## Begin SOURCE DOCUMENT

In [None]:
## IMPORT LIBRARIES ##
import re
import pandas as pd
import numpy as np
import nltk
nltk.download('wordnet')
nltk.download('punkt')
nltk.download('stopwords')
from nltk.corpus import stopwords
from nltk.stem import WordNetLemmatizer
from nltk.stem.porter import PorterStemmer
import textblob
from textblob import TextBlob, Word 
import sklearn
from sklearn.feature_extraction.text import CountVectorizer
from sklearn.naive_bayes import GaussianNB
from sklearn.metrics import confusion_matrix,accuracy_score

[nltk_data] Downloading package wordnet to /root/nltk_data...
[nltk_data]   Unzipping corpora/wordnet.zip.
[nltk_data] Downloading package punkt to /root/nltk_data...
[nltk_data]   Unzipping tokenizers/punkt.zip.

## End SOURCE DOCUMENT
## Begin GIVEN RECORDS

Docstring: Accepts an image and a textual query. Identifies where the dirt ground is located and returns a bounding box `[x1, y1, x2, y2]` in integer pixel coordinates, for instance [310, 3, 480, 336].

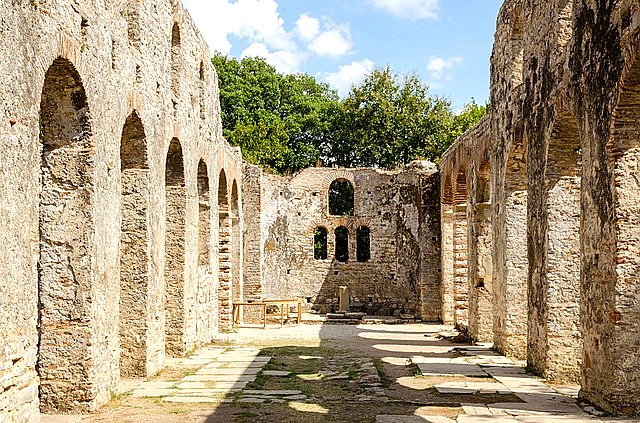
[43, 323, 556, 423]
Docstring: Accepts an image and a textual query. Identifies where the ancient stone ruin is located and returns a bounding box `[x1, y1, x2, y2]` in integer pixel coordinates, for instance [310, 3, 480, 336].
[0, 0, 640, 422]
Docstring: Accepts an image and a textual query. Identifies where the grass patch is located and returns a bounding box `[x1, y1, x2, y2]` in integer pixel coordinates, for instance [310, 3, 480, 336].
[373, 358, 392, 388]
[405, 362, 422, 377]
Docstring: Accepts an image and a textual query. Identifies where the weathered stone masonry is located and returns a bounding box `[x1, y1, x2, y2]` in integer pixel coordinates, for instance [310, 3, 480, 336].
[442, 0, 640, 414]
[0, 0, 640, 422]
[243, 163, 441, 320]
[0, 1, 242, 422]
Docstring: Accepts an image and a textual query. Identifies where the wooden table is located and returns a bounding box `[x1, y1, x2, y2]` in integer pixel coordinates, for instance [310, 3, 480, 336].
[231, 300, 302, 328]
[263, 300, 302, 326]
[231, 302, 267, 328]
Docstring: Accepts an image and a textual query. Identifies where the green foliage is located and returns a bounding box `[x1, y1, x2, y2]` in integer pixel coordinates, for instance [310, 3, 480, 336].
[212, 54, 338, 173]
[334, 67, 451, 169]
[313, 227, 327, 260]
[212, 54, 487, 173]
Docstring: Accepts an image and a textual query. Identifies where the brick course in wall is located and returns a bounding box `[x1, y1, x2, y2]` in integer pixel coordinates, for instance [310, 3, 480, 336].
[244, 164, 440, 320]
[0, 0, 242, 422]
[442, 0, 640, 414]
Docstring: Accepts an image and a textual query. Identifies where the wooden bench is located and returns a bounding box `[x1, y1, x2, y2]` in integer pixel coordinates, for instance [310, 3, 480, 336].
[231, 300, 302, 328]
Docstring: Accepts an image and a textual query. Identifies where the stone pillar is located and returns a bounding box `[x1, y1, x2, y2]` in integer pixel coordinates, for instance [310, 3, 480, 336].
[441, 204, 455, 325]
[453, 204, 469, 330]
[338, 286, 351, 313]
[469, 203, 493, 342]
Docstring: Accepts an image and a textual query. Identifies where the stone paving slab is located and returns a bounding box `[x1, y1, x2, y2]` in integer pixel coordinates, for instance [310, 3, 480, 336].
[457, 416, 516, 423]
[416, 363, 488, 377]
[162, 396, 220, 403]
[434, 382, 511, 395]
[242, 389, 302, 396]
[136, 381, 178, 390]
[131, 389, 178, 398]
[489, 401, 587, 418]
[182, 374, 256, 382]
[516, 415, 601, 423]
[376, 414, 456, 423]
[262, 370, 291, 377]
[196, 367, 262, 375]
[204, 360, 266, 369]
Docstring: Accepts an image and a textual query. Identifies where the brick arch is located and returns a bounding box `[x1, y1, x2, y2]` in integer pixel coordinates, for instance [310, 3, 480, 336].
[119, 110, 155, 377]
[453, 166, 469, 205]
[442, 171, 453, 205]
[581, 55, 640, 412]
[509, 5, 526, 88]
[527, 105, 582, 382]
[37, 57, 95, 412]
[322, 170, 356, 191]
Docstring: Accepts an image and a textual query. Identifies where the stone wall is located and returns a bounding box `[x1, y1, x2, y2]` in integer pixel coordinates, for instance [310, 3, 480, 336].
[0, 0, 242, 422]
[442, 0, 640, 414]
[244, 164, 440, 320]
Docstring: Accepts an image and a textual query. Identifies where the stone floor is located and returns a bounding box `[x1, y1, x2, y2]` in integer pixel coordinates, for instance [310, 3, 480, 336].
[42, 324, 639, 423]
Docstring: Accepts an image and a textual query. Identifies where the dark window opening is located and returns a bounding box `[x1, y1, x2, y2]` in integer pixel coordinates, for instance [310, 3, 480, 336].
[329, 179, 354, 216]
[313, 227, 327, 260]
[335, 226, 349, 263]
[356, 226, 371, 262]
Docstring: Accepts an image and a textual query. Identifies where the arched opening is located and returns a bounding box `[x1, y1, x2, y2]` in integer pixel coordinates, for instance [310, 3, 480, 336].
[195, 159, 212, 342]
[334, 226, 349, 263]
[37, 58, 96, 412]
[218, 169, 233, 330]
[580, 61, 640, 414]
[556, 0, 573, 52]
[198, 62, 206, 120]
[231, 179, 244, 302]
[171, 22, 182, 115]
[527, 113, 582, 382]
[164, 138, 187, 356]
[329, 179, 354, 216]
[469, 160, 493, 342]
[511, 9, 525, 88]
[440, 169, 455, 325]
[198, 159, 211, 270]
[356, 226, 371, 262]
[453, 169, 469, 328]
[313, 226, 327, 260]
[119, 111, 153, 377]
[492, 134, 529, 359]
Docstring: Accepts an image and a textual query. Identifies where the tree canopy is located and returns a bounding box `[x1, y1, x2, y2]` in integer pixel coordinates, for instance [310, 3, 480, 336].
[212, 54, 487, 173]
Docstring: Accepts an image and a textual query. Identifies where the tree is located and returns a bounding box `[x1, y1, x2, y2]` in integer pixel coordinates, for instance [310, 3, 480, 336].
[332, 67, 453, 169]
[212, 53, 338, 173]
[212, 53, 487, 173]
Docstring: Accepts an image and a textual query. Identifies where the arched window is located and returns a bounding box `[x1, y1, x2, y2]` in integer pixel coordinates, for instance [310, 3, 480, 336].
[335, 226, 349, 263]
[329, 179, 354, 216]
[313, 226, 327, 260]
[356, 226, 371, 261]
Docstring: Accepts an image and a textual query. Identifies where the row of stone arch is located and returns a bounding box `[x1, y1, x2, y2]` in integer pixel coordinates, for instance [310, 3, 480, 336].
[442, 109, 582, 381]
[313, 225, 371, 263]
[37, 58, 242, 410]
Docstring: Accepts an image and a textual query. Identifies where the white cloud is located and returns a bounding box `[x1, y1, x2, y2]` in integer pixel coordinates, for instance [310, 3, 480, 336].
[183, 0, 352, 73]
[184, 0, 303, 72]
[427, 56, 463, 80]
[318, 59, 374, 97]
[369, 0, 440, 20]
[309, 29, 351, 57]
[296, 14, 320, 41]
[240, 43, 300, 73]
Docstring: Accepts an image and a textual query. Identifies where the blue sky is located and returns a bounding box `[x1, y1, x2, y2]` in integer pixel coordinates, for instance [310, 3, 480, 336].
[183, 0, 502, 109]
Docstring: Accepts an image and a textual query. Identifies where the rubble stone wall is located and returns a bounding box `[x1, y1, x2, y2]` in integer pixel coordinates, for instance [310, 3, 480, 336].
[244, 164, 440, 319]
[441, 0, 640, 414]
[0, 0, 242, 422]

## End GIVEN RECORDS

## TASK SET
A - Set down the part of the library import code from "nltk.download('stopwords')" up to and including "wordnet to /root/nltk_data...".
B - Take the Python library import code further from the point where it stops.
None of the items are needed for anything here.

## TASK ANSWERS
A -
nltk.download('stopwords')
from nltk.corpus import stopwords
from nltk.stem import WordNetLemmatizer
from nltk.stem.porter import PorterStemmer
import textblob
from textblob import TextBlob, Word 
import sklearn
from sklearn.feature_extraction.text import CountVectorizer
from sklearn.naive_bayes import GaussianNB
from sklearn.metrics import confusion_matrix,accuracy_score

[nltk_data] Downloading package wordnet to /root/nltk_data...

B -
[nltk_data] Downloading package stopwords to /root/nltk_data...
[nltk_data]   Unzipping corpora/stopwords.zip.


In [None]:
## EXTRACT DATA SAMPLE ##
data = pd.read_csv("Combined_data.csv")
data_train = data[:100]
data_test = data[100:150]
data_train.head()

Unnamed: 0,text,labels
0,"Hey, a guy I know is breathing down my neck to...",0
1,Mr Deeds! am i 87? these numbers mean nothing ...,0
2,Why nothing. Ok anyway give me treat,0
3,no child support.,0
4,why do you want a massage,1


In [None]:
## DATA CLEANING AND LEMMATIZING UTILITY ##
def clean_text(data):
  stopwords_en = set(stopwords.words('english'))
  list_word_clean = []
  for t in data['text']:
    sent = TextBlob(t)
    sent = sent.lower()
    sent = " ".join([word.lemmatize() for word in sent.words if word not in stopwords_en and not word.isdigit()])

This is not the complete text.